Skip to content

ADR-1039: Fix CERT MEM04-C realloc OOM safety in vendored libsvm

  • Status: Accepted
  • Date: 2026-06-04
  • Deciders: Lusoris
  • Tags: memory-safety, correctness, vendored

Context

The vendored libsvm implementation (core/src/svm.cpp) contained three instances of the CERT MEM04-C defect: assigning the return value of realloc directly to the pointer being reallocated:

// UNSAFE — if realloc returns NULL (OOM), the original allocation is lost and
// subsequent code writes through the NULL pointer (undefined behaviour).
label = (int *)realloc(label, max_nr_class * sizeof(int));
count = (int *)realloc(count, max_nr_class * sizeof(int));

The three affected call sites are:

  1. Cache::get_data — kernel cache resize path; triggered on any cache miss once the initial size_ budget is exhausted.
  2. svm_group_classes — class-label array resize when a training problem has more than 16 unique classes (doubles the array each time).
  3. svm_check_parameter — same pattern, same trigger.

On OOM (very low probability under normal use but possible on constrained hosts or with very large training problems), realloc returns NULL, the original allocation is lost (leak), and the immediately following array-index write (label[nr_class] = ...) dereferences NULL — undefined behaviour, typically a crash.

Decision

Fix all three call sites using the safe realloc idiom:

  1. Save the return value in a temporary pointer.
  2. Check for NULL; if NULL, free the original pointer (to avoid the leak), log to stderr, and call abort(). The vendored code has no error-propagation model (no return codes from get_data; callers of svm_group_classes and svm_check_parameter don't check for failure); abort is the only honest response.
  3. Assign the temporary to the original pointer only after the NULL check passes.

▬▬▬▬▬▬▬▬▬▬

[TASKS AND EXERCISES]
**a.** According to the libsvm realloc decision record, what happens to the class-label array in svm_group_classes when a training problem has more than 16 unique classes?
**b.** Pick up the libsvm realloc decision record after its last line and keep writing it.

▬▬▬▬▬▬▬▬▬▬

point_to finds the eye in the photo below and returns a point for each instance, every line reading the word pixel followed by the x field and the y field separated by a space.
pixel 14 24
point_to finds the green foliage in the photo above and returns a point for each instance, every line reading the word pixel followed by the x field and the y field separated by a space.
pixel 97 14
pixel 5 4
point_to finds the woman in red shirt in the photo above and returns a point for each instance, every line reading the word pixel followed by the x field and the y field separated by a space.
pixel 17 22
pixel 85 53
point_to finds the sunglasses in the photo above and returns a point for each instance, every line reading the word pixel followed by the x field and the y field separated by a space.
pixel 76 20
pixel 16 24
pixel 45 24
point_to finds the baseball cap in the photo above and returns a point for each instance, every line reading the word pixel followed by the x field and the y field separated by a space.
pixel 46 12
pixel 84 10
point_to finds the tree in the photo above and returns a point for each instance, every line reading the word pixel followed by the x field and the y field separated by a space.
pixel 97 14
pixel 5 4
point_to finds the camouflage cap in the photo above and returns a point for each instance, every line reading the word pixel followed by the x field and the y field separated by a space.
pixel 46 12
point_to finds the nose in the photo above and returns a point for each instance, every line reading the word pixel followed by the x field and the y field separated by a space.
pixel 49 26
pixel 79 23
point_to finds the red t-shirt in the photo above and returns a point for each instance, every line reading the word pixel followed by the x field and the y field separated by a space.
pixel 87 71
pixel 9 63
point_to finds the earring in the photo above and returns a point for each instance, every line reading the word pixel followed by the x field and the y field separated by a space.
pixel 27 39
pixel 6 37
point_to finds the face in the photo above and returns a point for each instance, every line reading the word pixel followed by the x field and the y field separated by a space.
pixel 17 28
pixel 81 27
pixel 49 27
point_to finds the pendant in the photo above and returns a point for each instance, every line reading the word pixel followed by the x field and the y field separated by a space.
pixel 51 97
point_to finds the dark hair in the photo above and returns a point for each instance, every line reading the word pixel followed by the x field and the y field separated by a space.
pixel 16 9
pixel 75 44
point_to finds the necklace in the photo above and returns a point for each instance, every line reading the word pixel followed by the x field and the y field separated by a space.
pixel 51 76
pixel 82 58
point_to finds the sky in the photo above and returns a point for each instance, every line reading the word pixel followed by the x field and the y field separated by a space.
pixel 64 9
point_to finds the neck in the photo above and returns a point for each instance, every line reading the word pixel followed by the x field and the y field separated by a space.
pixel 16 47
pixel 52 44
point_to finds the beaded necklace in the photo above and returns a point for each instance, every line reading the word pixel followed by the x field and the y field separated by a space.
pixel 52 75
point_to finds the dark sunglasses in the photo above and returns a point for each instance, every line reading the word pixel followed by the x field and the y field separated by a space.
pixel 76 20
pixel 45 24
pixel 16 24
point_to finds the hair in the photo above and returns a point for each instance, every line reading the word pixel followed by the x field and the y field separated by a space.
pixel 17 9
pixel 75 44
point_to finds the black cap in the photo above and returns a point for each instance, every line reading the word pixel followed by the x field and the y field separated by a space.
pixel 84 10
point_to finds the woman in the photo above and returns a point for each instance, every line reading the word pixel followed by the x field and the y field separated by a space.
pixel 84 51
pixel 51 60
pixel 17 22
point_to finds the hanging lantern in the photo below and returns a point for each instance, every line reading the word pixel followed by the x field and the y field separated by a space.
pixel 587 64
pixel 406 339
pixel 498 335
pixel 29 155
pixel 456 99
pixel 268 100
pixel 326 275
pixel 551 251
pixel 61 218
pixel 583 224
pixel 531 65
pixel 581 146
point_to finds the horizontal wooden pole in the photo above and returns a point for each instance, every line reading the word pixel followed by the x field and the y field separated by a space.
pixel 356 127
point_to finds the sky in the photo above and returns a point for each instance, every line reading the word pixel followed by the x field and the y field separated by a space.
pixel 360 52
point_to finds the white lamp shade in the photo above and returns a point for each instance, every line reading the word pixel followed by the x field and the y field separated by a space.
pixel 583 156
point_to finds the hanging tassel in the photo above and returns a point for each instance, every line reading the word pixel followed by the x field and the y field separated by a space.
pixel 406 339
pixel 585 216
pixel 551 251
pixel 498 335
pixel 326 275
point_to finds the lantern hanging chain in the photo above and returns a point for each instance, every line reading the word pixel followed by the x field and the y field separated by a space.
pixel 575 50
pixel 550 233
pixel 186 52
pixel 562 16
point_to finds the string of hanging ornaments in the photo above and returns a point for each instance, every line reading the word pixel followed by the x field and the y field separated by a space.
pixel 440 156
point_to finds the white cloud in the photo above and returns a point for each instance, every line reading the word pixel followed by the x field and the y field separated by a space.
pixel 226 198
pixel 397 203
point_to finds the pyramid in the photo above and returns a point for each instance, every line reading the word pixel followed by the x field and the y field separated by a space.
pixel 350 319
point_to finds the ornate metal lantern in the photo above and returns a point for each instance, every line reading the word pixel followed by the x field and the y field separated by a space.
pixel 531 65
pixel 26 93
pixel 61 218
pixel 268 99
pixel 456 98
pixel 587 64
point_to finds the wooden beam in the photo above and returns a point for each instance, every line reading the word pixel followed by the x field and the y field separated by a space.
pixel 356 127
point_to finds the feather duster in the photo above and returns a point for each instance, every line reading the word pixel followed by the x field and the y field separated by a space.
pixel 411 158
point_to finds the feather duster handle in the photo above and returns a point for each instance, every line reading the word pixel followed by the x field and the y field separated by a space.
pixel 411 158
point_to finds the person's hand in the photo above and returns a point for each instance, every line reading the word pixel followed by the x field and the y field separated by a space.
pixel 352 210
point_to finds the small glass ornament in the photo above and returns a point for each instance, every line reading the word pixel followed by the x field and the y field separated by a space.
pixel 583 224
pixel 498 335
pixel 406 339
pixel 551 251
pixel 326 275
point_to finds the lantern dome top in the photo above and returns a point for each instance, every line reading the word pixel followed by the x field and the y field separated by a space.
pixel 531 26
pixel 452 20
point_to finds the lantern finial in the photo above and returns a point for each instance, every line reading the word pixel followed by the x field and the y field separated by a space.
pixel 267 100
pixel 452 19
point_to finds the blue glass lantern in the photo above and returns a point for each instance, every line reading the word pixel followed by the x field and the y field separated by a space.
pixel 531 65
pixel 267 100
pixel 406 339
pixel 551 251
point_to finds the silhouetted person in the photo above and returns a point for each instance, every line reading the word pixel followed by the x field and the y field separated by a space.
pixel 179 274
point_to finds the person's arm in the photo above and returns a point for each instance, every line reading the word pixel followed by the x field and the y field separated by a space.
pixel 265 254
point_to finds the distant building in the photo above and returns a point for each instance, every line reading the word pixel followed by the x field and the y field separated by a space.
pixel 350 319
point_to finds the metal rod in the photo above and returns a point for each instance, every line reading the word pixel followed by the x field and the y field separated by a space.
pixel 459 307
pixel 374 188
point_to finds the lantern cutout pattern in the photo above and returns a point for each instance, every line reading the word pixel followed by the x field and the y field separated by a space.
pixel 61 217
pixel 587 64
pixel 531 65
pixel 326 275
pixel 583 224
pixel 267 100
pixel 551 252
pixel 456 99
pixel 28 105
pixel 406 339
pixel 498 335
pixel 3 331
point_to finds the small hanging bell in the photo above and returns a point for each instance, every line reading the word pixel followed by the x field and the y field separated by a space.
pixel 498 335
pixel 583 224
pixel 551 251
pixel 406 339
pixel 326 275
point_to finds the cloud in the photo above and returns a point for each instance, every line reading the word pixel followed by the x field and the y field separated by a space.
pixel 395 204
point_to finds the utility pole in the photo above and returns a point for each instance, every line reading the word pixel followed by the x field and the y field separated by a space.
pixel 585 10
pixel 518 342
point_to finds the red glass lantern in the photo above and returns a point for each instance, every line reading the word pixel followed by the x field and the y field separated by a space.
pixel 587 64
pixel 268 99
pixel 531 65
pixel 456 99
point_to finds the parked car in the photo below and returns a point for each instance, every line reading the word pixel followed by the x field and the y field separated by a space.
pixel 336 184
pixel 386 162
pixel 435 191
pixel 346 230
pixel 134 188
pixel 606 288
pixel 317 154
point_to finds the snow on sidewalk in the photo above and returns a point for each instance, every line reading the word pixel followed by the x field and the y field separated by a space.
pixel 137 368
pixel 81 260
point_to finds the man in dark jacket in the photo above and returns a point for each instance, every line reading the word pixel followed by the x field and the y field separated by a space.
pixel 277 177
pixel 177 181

▬▬▬▬▬▬▬▬▬▬

[ANSWERS GIVEN]
**a.** The array is resized, doubling each time.

**b.**
The abort() strategy is consistent with the existing Malloc macro behaviour throughout this file, which already silently produces a NULL-deref on OOM.

Alternatives considered

Option Pros Cons Why not chosen
Return error code upstream Correct recovery Requires refactoring entire call chain (20+ functions) Out-of-scope for a vendored file; too disruptive
NOLINT with comment No code change Does not fix the defect; CERT violation persists Unacceptable per project standards
abort() on NULL check Consistent with existing Malloc behaviour; safe fail-fast Process terminates on OOM Same as existing behaviour; makes the failure visible

Consequences

  • Positive: Eliminates three CERT MEM04-C defects; prevents silent memory leaks and NULL-deref UB on OOM; clang-tidy and cppcheck findings for these lines clear.
  • Negative: The abort() path is now reachable if the host runs out of memory during a very large SVM training operation. This was always the case (via NULL deref) but is now explicit.
  • Neutral / follow-ups: The Malloc macro itself does not check for NULL; a complete hardening of this vendored file would address that too, but is deferred.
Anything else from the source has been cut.